→ Dataset extract:
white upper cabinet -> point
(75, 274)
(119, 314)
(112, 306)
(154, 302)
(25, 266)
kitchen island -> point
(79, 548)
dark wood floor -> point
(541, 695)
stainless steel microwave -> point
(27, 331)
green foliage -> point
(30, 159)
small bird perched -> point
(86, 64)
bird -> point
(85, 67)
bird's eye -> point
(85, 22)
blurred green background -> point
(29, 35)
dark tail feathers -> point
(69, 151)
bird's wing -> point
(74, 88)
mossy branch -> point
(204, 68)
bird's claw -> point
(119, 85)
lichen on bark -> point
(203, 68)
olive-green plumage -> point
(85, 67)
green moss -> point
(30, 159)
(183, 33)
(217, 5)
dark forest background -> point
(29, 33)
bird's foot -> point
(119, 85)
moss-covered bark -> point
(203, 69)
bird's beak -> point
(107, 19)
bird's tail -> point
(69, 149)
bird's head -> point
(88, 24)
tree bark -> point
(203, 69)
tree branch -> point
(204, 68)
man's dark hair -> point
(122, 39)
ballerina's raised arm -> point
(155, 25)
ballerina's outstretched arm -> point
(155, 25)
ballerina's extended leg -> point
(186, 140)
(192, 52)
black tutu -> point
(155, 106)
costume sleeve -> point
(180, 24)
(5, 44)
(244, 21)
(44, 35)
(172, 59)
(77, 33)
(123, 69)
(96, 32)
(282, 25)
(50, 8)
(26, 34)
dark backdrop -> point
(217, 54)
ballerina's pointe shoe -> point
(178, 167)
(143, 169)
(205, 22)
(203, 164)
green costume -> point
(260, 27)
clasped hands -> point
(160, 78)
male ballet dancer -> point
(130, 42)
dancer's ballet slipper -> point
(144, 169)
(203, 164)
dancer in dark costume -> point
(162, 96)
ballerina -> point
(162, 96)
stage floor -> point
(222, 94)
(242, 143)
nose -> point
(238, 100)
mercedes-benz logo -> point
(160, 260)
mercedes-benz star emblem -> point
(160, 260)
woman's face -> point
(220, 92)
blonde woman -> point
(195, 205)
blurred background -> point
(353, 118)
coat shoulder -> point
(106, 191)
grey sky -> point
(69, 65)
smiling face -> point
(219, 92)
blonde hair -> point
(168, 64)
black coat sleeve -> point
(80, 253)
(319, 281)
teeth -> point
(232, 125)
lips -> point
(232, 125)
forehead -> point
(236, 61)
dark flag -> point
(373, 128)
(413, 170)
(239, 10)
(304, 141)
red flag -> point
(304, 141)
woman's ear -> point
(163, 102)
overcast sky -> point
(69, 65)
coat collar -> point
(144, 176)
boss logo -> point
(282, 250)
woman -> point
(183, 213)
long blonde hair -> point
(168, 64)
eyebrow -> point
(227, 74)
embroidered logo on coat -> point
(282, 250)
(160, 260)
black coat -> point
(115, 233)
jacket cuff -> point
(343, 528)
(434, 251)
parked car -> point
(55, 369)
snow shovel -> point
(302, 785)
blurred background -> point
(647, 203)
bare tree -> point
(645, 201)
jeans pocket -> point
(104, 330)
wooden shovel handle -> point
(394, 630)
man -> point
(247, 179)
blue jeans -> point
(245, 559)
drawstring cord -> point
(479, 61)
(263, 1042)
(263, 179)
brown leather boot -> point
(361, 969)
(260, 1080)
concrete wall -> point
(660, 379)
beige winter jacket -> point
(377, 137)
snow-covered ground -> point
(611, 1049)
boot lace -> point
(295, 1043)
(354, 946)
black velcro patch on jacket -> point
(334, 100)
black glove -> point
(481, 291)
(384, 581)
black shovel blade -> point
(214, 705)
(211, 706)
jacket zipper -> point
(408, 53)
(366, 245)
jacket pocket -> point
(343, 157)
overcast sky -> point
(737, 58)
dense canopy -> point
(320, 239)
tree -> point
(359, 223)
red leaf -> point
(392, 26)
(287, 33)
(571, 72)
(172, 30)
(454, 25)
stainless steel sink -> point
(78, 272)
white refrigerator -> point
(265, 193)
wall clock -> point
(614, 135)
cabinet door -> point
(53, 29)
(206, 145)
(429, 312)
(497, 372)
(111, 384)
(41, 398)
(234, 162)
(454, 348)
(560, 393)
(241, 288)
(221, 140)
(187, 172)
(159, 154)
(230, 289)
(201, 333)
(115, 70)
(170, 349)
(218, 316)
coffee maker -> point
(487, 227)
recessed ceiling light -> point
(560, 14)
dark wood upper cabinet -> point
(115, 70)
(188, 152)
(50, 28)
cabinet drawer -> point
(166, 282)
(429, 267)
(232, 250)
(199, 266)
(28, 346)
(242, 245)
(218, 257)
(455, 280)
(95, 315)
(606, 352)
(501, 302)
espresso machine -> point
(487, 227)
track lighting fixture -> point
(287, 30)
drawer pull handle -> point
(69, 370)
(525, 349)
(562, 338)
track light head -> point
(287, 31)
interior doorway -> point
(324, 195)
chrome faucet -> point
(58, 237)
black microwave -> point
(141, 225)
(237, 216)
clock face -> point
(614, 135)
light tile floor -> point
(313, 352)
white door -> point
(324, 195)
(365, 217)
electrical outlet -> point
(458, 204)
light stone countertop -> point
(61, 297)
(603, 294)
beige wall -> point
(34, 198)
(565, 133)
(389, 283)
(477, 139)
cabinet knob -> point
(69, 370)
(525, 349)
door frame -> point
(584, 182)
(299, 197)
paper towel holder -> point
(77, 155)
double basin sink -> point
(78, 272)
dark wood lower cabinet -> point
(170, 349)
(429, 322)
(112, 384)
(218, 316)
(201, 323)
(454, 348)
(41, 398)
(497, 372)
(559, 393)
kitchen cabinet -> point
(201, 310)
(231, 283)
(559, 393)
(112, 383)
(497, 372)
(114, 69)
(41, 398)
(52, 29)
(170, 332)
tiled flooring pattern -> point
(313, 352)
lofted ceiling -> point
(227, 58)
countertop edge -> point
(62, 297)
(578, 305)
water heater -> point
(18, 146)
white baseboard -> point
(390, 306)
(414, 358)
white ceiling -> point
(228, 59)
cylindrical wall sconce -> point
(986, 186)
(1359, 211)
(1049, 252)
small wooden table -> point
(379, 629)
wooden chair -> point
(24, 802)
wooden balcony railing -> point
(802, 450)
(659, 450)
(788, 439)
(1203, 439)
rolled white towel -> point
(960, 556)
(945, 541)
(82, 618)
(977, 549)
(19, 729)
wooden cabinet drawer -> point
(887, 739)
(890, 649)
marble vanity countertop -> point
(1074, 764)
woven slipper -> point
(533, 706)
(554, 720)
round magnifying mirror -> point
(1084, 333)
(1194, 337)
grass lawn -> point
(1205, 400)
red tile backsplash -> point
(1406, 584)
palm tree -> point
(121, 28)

→ Aim of the task: Format the lines from the line with "round magnifying mirror -> point" through the end of the records as a Markdown table with the columns n and Line, numbering each row and leaving out blank lines.

→ Exercise response:
| n | Line |
|---|---|
| 1 | round magnifying mirror -> point |
| 2 | (1084, 333) |
| 3 | (1194, 337) |
| 4 | grass lawn -> point |
| 5 | (1205, 400) |
| 6 | red tile backsplash -> point |
| 7 | (1406, 584) |
| 8 | palm tree -> point |
| 9 | (121, 28) |